CHALLENGE -
List every line below that contains the word "sunglasses". Case counts.

——————

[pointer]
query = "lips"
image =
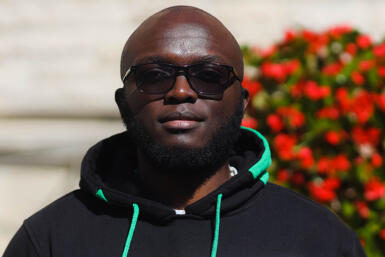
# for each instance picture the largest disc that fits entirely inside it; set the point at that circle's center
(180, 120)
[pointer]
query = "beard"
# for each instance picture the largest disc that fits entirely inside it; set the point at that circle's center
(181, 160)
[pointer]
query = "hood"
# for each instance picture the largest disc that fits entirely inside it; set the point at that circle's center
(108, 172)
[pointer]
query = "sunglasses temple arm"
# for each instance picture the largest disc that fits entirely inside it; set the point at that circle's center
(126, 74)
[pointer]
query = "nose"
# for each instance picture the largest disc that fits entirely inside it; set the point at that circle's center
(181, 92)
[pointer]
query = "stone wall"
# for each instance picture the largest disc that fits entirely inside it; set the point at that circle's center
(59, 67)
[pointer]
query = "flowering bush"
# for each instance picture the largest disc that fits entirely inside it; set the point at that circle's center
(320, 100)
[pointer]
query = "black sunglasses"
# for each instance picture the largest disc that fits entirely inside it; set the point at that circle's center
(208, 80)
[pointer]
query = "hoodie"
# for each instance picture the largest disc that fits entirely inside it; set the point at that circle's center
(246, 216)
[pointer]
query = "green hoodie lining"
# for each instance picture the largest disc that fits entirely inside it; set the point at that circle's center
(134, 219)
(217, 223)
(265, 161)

——————

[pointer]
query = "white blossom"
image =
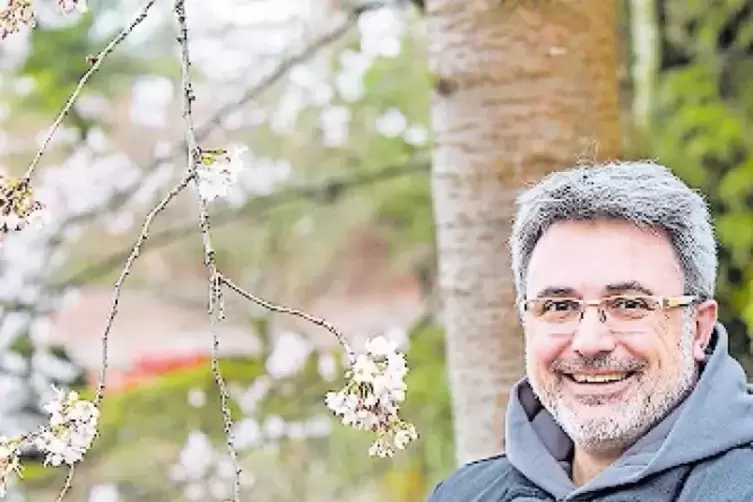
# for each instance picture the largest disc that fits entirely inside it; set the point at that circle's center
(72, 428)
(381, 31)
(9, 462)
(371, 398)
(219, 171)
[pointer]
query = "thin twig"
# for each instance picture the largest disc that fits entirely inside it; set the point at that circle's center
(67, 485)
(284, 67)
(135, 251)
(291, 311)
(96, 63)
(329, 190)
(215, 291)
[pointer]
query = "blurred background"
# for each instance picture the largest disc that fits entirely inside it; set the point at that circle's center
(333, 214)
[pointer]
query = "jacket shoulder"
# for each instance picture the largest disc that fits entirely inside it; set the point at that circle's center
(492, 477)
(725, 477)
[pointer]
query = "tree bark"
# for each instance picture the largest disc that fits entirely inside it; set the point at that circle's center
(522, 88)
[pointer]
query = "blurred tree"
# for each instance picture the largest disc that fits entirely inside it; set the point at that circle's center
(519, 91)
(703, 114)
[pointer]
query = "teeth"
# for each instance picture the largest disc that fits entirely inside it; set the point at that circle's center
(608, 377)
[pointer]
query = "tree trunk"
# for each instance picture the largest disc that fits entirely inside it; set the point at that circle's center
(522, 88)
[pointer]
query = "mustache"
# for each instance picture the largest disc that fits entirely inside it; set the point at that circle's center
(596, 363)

——————

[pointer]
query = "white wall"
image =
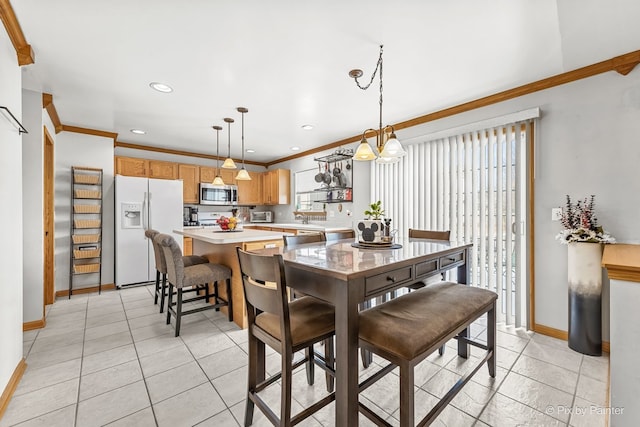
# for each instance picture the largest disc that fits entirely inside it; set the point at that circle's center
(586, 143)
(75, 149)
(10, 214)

——————

SOLUTION TO THIS PROBLEM -
query = "sunglasses temple arm"
query = "black sunglasses"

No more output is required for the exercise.